# start of SUPPLIED MATERIAL

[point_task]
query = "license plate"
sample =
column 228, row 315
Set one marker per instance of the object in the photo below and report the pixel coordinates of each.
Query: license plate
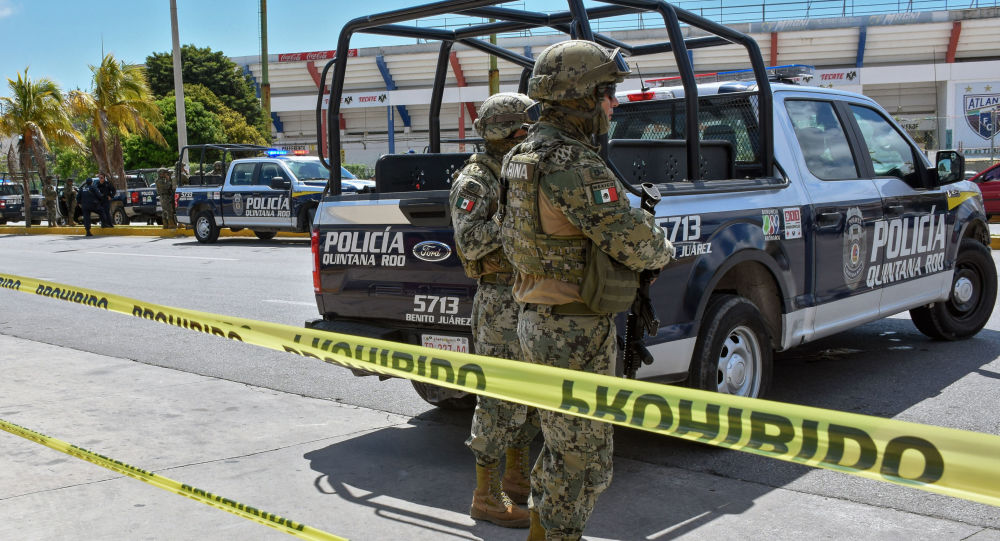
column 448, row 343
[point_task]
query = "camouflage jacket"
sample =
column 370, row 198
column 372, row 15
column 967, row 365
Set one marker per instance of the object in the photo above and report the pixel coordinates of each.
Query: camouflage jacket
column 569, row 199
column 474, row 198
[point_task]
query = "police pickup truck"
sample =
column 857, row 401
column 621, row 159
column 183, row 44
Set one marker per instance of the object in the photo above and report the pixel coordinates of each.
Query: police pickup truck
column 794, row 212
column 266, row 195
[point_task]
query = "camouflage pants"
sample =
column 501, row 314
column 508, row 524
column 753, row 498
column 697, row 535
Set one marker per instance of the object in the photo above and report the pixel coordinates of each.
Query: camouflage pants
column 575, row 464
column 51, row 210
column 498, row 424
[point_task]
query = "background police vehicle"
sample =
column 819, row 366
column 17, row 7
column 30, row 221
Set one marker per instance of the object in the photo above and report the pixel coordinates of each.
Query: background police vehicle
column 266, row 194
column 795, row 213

# end of SUPPLIED MATERIAL
# start of SUPPLIED MATERIAL

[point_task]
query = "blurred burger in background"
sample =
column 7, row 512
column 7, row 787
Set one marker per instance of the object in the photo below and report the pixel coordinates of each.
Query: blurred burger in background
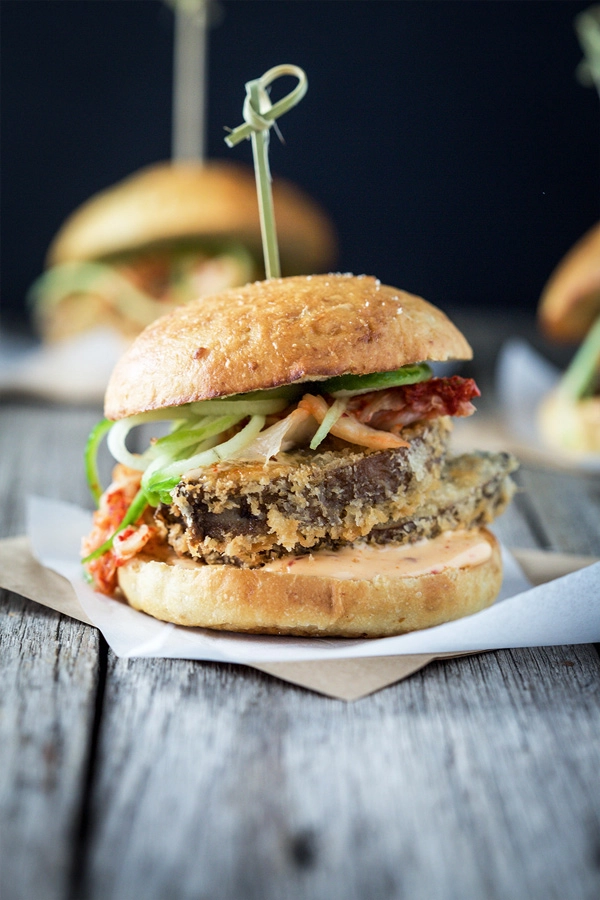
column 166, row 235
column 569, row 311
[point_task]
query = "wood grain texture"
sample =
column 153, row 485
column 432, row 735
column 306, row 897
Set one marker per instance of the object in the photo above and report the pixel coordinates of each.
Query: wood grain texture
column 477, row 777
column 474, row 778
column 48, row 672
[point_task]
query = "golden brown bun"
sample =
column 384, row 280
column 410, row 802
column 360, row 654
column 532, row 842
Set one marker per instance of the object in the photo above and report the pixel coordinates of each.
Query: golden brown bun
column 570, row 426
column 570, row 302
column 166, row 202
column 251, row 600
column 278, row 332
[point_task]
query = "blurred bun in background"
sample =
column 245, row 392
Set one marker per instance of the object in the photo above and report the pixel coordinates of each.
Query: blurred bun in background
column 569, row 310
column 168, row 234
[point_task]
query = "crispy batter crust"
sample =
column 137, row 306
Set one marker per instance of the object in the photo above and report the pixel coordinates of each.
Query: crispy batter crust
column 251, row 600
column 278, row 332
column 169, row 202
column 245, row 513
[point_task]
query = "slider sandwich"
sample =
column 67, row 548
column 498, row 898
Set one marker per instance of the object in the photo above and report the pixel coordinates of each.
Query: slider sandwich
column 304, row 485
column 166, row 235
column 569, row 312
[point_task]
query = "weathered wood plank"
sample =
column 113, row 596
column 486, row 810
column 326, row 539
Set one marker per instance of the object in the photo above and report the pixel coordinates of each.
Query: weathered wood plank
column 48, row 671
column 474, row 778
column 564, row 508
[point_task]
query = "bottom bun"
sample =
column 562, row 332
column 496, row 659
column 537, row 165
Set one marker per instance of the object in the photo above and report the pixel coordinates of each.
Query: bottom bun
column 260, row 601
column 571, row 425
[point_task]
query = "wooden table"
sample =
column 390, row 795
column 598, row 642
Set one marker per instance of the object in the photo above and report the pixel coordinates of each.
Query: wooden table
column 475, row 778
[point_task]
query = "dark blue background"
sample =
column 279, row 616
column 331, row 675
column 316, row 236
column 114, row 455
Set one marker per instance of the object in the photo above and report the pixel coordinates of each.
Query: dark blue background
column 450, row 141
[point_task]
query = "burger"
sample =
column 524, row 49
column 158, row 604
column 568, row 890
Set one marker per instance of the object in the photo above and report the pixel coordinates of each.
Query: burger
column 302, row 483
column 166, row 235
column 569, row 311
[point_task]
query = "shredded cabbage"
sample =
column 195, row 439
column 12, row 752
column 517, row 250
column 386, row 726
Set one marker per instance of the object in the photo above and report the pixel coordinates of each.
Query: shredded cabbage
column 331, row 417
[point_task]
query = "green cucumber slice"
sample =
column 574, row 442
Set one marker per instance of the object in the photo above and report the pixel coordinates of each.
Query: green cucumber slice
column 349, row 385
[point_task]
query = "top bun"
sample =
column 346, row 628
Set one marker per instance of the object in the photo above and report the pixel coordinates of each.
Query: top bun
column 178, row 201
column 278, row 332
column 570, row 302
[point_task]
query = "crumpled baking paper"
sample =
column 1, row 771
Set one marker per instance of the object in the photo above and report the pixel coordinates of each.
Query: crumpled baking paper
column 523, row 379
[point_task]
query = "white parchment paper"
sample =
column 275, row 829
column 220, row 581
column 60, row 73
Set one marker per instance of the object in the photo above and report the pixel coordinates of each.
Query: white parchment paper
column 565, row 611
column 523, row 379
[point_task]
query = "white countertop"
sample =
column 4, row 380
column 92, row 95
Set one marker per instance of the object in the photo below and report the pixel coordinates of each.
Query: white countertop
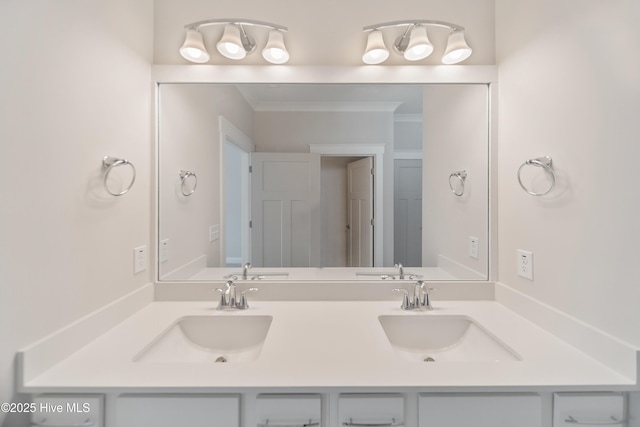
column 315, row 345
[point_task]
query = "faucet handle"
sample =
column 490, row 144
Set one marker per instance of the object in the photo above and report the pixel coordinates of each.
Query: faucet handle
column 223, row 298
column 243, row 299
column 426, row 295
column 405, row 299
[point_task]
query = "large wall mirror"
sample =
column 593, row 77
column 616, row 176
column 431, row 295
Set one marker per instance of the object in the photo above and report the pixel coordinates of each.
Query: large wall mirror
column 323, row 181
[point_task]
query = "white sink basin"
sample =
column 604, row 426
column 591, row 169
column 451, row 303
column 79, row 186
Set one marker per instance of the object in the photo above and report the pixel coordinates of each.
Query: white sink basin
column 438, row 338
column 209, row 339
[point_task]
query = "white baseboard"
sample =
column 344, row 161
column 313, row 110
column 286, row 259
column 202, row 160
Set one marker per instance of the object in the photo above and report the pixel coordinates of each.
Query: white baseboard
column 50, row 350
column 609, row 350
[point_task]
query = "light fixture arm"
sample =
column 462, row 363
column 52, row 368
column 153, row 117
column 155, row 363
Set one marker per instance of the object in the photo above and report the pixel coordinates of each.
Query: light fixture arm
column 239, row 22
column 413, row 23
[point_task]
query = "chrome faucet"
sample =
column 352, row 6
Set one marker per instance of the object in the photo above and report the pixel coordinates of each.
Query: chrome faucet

# end of SUPPLIED MATERIAL

Collect every line of the rows above that contains the word "plate", and reproduce each such line in full.

REPLY ::
query = "license plate"
Query: license plate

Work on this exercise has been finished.